** Start SUPPLIED RECORDS **

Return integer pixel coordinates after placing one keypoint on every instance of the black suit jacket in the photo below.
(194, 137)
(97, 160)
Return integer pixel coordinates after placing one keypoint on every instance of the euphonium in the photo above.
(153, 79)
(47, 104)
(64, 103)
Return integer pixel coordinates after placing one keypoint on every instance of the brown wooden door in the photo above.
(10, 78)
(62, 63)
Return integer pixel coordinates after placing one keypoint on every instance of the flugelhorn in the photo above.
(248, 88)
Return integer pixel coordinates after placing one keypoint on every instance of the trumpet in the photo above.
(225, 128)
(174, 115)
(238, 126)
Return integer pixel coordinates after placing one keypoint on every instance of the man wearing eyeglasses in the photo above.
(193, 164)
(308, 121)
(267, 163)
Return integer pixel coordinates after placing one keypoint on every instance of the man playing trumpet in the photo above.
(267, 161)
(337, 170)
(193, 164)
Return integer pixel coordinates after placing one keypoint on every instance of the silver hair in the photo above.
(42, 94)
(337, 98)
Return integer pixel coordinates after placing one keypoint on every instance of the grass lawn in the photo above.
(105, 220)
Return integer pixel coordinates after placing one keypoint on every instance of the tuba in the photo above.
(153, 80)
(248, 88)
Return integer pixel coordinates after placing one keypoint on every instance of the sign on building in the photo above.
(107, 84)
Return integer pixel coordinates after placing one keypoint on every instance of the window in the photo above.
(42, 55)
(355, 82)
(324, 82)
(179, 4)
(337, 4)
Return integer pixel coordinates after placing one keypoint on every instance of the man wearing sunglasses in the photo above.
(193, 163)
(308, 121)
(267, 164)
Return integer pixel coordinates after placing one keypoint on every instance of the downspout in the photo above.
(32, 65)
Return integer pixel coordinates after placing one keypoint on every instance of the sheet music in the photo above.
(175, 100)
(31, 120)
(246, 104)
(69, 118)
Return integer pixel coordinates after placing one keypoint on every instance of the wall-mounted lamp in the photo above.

** End SUPPLIED RECORDS **

### WHAT TO DO
Turn the lines of all the records above into a numbered list, omitting blank lines.

### SOLUTION BELOW
1. Return integer pixel coordinates after placing one keypoint on every instance of the black suit jacket in the photo below.
2. (194, 137)
3. (97, 160)
4. Return integer pixel coordinates after placing one keypoint on every instance of the euphonium in the photo above.
5. (153, 79)
6. (47, 104)
7. (64, 103)
8. Return integer pixel coordinates after placing one keypoint on every instance of the brown wooden door in the photo above.
9. (10, 78)
10. (62, 63)
11. Return integer pixel coordinates after placing one keypoint on every instance of the flugelhorn in the photo above.
12. (248, 88)
13. Return integer pixel coordinates after placing one keypoint on every instance of the trumpet in the photo above.
14. (225, 128)
15. (174, 115)
16. (238, 126)
17. Return integer pixel coordinates after placing one keypoint on every instance of the man wearing eyeglasses in the photo above.
18. (193, 164)
19. (308, 121)
20. (267, 163)
21. Return integer pixel coordinates after placing one keypoint on every instance of the man playing trumpet in the photo above.
22. (267, 161)
23. (337, 170)
24. (193, 164)
25. Return integer pixel coordinates after placing one keypoint on every instance of the silver hair in the photo above.
26. (42, 94)
27. (337, 98)
28. Return integer pixel coordinates after placing one keypoint on every instance of the grass lawn in the photo above.
29. (105, 220)
30. Return integer pixel coordinates after placing one keypoint on every instance of the tuba in the photo above.
31. (153, 80)
32. (248, 88)
33. Return integer pixel coordinates after placing one keypoint on every instance of the sign on building in the photo above.
34. (107, 84)
35. Return integer pixel coordinates after placing one keypoint on every instance of the window in the photo above.
36. (42, 55)
37. (355, 82)
38. (324, 82)
39. (179, 4)
40. (337, 4)
41. Return integer pixel coordinates after placing one keypoint on every instance of the man wearing sunglasses in the photo above.
42. (193, 163)
43. (308, 121)
44. (267, 164)
45. Return integer pixel coordinates after placing one keypoint on every instance of the downspout in the photo above.
46. (32, 65)
47. Return integer pixel coordinates after placing one keypoint on every instance of the sheet music in the photo above.
48. (175, 100)
49. (31, 120)
50. (246, 104)
51. (69, 118)
52. Return integer pixel coordinates after placing one keypoint on every instance of the wall-mounted lamp in the photo above.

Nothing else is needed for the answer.